- [YOUR INSTRUCTIONS]: Where the line containing "For each instance of the dirt" appears in the records below, begin there and output each line verbatim through the last line.
# # #
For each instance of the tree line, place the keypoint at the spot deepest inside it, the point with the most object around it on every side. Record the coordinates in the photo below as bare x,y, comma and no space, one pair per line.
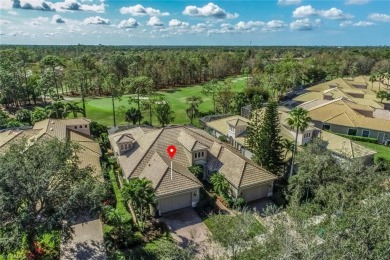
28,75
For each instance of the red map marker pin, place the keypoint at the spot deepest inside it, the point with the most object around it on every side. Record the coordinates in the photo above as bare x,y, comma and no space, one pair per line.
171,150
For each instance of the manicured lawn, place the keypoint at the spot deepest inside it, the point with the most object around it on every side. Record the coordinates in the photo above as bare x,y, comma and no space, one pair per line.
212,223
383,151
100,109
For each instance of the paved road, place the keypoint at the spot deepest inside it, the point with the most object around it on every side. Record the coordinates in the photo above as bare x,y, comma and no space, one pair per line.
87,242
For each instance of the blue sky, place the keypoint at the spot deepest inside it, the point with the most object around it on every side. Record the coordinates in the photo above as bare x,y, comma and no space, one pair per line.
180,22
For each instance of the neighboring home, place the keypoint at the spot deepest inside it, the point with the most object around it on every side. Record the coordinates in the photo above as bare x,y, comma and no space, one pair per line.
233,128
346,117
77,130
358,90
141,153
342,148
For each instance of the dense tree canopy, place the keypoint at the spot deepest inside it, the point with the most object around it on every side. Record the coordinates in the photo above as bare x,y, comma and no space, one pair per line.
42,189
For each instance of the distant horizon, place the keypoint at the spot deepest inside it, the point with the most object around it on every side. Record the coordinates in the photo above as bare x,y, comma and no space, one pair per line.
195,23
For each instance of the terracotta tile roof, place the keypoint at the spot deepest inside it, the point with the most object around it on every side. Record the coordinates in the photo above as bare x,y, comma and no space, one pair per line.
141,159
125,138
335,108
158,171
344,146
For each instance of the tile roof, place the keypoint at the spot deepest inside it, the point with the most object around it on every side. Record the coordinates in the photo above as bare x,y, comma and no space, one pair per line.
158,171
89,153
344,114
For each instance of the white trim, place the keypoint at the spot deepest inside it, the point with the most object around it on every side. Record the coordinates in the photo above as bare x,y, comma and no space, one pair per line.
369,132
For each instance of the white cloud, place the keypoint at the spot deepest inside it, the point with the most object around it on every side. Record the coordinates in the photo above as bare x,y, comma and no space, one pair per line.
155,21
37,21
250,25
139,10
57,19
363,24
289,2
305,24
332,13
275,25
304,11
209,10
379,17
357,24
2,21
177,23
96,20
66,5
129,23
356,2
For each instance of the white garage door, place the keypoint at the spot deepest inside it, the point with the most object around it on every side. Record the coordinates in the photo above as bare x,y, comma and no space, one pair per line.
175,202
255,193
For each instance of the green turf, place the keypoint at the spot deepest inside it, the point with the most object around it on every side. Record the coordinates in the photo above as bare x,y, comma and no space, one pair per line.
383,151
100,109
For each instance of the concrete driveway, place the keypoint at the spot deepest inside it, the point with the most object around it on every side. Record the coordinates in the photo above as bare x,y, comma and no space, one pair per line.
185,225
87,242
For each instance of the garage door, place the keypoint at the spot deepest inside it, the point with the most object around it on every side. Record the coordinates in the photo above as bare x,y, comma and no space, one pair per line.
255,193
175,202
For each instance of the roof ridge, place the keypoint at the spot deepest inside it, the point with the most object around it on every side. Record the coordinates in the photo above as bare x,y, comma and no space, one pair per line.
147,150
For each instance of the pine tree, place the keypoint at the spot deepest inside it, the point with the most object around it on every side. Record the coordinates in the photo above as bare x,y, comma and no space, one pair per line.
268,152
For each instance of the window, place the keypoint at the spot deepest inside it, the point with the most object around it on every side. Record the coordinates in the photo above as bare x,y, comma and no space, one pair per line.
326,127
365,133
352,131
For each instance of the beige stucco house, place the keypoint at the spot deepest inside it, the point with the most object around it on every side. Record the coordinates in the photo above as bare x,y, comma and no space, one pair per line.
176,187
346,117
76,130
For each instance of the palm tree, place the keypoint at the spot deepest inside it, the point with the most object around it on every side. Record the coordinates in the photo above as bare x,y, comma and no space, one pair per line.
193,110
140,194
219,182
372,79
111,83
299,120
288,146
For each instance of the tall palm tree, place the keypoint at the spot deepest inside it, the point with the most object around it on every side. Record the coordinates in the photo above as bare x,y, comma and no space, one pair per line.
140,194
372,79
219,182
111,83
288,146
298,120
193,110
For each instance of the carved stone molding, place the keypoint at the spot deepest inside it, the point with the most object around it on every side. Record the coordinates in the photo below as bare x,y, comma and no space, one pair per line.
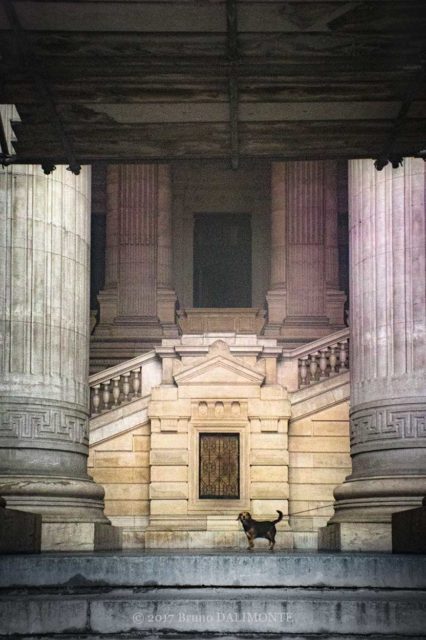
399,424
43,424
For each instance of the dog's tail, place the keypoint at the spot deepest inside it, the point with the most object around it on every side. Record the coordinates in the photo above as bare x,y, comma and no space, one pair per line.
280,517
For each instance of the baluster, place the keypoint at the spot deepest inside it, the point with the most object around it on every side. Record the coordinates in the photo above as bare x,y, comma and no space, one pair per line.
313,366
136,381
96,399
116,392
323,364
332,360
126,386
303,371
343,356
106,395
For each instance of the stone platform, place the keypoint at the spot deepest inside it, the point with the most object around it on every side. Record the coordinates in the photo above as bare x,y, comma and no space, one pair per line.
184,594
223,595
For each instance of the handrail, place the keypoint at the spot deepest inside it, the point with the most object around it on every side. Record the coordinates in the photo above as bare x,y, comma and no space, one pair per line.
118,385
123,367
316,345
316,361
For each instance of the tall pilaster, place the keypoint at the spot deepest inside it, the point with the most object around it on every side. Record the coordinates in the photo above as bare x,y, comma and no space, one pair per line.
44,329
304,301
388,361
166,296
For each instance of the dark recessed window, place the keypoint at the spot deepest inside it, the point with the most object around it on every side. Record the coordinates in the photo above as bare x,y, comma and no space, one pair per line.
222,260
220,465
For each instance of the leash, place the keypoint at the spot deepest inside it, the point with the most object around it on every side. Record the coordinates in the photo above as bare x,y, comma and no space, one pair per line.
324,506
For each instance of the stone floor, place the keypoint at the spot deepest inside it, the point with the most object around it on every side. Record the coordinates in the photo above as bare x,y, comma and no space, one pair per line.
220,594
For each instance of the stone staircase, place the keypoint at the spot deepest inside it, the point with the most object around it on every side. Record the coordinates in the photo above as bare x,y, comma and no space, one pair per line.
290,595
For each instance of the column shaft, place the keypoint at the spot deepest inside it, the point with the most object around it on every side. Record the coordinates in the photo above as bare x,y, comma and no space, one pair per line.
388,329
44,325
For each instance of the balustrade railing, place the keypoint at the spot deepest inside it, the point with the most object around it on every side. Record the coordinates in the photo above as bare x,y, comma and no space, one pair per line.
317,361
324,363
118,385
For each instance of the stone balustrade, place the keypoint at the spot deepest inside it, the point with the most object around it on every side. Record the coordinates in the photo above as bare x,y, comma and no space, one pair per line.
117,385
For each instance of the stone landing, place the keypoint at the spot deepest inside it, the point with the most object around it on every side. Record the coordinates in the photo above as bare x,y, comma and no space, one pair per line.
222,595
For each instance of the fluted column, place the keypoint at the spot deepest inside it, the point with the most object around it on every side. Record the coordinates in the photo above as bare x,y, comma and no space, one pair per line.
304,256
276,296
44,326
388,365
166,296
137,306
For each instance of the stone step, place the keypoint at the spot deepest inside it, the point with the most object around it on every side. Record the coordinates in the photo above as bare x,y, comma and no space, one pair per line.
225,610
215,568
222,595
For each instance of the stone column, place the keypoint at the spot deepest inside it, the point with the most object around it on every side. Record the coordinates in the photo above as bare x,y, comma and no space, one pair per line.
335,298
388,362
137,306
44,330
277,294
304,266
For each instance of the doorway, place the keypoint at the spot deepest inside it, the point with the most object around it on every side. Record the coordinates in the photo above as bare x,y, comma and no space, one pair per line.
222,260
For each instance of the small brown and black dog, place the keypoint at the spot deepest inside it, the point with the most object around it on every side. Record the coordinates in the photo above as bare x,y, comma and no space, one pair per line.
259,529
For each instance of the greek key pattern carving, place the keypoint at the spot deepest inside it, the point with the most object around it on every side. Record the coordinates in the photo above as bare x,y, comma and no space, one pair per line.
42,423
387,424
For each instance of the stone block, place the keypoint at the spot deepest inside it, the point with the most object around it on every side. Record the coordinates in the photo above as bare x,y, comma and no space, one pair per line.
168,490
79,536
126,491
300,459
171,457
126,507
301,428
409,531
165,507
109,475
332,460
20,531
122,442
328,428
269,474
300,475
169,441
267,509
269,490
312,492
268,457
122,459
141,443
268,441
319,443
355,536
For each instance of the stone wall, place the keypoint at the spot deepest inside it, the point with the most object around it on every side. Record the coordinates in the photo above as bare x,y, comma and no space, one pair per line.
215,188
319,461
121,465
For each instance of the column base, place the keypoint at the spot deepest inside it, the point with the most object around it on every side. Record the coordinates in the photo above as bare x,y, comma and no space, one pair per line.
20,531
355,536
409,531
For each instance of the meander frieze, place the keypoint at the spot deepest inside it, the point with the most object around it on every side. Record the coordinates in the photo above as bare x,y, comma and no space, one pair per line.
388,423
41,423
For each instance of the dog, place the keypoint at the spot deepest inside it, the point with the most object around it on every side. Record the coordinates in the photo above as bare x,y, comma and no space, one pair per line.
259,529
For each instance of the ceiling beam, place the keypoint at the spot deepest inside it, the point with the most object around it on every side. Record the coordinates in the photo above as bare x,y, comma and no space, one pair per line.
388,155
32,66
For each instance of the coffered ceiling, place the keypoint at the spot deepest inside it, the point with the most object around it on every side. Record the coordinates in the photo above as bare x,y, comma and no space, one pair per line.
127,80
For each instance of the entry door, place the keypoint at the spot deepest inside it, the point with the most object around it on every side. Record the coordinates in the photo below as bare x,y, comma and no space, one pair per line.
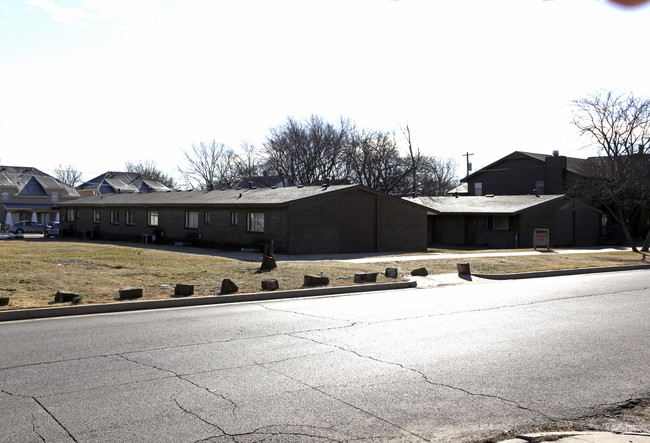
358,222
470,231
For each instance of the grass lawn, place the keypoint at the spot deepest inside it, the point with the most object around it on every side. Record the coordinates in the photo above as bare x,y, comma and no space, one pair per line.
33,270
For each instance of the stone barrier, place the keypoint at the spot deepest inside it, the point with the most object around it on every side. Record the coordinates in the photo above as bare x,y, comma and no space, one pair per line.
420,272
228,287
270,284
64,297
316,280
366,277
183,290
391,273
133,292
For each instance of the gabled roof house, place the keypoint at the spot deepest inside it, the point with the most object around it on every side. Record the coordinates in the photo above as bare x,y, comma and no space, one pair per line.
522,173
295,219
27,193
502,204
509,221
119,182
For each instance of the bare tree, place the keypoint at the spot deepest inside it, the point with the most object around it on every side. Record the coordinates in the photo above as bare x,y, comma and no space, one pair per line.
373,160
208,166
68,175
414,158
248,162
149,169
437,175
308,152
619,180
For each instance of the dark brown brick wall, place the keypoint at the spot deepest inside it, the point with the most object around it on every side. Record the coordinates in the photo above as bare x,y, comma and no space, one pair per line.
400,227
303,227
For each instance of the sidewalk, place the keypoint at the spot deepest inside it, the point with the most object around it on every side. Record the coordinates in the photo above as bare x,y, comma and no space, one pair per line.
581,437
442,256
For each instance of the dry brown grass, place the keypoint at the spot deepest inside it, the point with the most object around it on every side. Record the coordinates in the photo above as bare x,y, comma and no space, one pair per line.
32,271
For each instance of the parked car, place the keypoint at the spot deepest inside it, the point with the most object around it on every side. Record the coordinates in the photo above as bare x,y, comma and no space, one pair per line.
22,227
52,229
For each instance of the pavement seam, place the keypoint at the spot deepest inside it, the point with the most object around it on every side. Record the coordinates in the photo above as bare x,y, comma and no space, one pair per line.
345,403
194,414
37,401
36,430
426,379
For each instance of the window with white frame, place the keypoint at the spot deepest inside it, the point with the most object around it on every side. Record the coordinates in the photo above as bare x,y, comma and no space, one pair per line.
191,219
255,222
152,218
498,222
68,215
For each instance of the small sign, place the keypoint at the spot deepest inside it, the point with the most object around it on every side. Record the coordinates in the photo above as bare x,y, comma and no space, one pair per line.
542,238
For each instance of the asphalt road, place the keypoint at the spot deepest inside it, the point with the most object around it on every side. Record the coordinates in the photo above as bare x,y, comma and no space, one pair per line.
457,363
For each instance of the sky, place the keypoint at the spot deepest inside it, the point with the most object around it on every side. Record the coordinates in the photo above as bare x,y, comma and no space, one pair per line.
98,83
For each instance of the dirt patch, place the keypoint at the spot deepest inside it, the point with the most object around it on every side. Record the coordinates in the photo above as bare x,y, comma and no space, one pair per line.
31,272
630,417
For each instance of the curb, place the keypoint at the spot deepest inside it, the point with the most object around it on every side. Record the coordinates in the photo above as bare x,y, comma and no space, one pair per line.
# # #
- [RESPONSE AREA]:
For each instance of the dirt patch, place the keypoint at the spot deepest inside it, the point with the most object around it on every side. Record the coordinates in the photo above as bare x,y, comma and no space, one pair per line.
31,272
630,417
For each instance of the curb, place the keypoint at the spot deepest inside it, the point with the most object around it on every side. Record the coordinates in the photo above as bare x,y, comma and no space, one pair per line.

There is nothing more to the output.